* _Work task_: According to the text about George Stephanopoulos's donations, what job did he hold on Bill Clinton's presidential campaign?

The big controversy in the political pseudo-journalist world this week: the stunning revelations that ABC news anchor George Stephanopoulos made undisclosed contributions to the Clinton Foundation. Allow us to point out that George Stephanopoulos never should have been a news anchor YOU IDIOTS!!!!

Is this the most scoff-worthy “media ethics” scandal of our time? Gentle reader, I propose to you that the answer is: yes, this is the most scoff-worthy “media ethics” scandal of our time. Consider, if you will, the cognitive dissonance displayed in the actions of ABC News, purportedly a serious mainstream news organization that takes journalistic impartiality very, very seriously:

1. ABC News is shocked and upset to learn that a news anchor made undisclosed donations to a nonprofit foundation led by the Clinton family.

2. Starting in 2002, ABC News hired and then promoted up its political journalism ranks George Stephanopolous, a man who worked as communications director for Bill Clinton’s presidential campaign and as an advisor to the Clinton White House.

Now, the fact that Stephanopoulos made recent undisclosed donations to the Clinton Foundation has allegedly created a “crisis” at ABC News. George Stephanopoulos has—due to these donations—allegedly “forfeited all trust as a newsman.”

Data extracted from a collection:
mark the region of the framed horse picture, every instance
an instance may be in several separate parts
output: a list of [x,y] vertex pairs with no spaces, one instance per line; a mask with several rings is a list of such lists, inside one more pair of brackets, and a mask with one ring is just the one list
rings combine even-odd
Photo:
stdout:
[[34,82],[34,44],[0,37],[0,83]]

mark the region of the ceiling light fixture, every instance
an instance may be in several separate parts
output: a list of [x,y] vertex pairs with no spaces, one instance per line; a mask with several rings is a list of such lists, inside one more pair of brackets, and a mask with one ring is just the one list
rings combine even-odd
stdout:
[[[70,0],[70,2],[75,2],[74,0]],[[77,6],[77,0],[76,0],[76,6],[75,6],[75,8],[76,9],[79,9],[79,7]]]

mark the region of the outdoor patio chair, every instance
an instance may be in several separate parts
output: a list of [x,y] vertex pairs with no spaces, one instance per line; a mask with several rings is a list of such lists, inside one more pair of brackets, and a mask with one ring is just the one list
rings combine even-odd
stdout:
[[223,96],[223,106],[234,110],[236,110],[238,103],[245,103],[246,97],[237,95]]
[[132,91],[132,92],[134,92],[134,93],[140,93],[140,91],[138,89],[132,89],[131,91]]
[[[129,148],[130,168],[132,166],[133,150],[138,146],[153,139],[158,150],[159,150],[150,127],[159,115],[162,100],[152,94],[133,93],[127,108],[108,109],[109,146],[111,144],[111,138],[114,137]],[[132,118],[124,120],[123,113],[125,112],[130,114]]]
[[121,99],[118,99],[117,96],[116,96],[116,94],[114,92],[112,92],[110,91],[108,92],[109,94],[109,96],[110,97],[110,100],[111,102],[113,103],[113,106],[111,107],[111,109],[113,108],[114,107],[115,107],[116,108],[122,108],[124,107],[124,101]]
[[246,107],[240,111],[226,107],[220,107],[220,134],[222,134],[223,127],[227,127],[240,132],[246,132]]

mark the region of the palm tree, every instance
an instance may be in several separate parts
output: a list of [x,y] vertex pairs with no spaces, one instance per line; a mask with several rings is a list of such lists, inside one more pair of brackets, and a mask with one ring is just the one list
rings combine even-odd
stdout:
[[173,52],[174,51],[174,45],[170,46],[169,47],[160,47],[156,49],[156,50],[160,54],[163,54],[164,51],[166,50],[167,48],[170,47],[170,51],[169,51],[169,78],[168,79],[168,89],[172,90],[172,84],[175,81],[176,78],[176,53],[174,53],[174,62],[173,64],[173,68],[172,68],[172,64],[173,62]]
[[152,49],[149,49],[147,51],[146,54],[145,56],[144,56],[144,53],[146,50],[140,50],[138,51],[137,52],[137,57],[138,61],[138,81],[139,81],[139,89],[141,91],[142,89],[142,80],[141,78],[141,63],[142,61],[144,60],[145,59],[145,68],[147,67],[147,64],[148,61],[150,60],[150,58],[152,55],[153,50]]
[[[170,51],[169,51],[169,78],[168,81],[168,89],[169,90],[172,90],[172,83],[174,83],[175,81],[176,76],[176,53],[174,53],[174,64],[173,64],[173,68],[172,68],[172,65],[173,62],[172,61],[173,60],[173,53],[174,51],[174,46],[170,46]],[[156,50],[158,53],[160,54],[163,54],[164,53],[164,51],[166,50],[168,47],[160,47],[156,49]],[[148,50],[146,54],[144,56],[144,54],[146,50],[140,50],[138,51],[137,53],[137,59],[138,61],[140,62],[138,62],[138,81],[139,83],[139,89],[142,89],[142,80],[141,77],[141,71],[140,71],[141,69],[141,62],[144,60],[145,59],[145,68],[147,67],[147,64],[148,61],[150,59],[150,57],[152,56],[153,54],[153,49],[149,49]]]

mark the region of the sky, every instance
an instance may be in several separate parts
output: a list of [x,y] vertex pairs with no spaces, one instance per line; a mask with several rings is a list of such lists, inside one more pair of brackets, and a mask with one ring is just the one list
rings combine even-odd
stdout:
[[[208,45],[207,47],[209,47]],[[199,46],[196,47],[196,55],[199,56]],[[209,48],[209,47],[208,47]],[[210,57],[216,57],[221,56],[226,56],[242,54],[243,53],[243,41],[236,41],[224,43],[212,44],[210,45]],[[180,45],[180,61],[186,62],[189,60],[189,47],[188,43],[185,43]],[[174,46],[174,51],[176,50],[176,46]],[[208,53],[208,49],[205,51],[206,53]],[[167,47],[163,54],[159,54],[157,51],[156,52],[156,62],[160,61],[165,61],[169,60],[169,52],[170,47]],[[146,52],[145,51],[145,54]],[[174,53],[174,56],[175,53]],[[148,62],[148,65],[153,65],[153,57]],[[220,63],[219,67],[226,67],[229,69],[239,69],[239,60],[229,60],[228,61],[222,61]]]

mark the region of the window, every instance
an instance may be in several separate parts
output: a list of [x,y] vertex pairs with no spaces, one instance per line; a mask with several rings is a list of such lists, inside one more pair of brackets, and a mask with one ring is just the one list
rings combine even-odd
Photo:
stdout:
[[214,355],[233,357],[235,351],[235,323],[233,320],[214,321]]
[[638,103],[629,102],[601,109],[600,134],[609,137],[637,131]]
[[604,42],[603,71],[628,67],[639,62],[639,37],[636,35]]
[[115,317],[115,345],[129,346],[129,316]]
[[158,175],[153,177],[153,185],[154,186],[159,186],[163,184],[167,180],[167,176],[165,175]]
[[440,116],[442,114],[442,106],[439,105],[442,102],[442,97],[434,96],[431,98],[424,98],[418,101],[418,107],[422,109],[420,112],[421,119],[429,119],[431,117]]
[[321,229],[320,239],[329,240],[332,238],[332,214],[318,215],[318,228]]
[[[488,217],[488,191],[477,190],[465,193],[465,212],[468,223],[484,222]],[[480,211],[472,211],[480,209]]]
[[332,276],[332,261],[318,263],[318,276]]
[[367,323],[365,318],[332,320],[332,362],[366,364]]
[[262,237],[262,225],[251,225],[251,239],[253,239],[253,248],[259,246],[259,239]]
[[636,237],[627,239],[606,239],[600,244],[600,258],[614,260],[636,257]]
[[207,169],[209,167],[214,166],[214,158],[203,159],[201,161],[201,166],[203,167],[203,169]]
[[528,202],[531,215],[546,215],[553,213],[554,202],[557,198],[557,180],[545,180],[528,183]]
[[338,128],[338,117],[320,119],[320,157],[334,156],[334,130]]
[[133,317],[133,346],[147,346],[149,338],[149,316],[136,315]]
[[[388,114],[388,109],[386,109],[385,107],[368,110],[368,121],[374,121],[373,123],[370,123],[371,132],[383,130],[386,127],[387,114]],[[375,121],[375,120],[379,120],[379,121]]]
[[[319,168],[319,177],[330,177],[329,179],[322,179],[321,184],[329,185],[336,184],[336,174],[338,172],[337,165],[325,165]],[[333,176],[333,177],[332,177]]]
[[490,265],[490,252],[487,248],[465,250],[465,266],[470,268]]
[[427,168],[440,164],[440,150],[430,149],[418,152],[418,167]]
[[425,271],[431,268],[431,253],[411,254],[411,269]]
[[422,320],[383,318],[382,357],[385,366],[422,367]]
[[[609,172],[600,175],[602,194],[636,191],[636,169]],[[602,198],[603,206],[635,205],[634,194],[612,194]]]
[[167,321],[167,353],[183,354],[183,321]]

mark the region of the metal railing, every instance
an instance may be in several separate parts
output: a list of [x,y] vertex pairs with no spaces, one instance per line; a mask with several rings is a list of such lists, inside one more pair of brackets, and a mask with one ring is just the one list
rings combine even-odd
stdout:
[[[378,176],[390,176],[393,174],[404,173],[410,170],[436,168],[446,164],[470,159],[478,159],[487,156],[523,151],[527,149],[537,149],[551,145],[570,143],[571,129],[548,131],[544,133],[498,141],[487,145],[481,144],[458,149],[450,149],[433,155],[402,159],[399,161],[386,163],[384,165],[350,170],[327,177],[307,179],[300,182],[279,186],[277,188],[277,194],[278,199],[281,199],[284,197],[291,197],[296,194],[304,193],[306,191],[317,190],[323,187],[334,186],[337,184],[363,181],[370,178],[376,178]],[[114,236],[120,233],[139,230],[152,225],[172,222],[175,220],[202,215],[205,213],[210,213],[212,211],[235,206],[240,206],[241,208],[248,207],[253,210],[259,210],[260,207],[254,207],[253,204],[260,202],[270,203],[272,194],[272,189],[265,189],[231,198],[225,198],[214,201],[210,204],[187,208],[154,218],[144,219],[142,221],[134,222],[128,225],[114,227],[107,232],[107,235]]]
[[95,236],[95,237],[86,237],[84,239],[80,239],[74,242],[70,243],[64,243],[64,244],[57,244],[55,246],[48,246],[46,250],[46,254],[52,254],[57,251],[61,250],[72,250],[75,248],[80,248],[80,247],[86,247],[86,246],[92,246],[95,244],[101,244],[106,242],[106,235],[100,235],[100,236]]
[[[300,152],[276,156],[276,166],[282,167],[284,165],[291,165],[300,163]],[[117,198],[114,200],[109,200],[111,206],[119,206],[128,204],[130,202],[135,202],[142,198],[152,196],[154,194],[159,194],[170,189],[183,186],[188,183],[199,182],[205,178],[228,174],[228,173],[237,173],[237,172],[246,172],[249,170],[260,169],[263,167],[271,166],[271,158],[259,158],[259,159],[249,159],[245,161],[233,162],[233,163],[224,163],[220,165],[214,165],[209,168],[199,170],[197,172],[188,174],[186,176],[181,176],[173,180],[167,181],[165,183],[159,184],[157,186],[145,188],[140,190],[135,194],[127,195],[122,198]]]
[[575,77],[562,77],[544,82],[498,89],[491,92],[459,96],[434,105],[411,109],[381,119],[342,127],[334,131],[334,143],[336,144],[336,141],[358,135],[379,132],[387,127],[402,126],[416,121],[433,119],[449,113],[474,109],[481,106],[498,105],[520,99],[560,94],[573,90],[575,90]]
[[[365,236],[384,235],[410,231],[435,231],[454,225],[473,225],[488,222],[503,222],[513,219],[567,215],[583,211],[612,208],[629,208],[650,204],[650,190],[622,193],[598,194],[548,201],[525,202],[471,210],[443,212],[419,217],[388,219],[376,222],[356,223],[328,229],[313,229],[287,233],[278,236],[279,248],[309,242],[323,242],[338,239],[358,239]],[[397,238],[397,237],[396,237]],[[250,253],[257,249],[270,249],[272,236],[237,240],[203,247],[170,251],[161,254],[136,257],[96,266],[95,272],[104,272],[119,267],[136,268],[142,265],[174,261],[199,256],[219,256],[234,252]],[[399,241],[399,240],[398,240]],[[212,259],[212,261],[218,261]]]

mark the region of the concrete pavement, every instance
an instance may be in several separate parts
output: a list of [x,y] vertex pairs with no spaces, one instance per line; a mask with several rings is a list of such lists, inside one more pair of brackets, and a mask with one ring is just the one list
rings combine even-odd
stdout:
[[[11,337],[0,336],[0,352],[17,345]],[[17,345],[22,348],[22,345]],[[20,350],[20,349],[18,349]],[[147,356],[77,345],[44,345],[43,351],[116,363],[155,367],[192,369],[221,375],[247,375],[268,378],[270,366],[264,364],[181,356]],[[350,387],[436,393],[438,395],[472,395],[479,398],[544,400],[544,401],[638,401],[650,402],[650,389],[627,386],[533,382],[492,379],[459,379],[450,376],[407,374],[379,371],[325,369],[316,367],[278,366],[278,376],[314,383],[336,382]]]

* _Task response_: Communications director.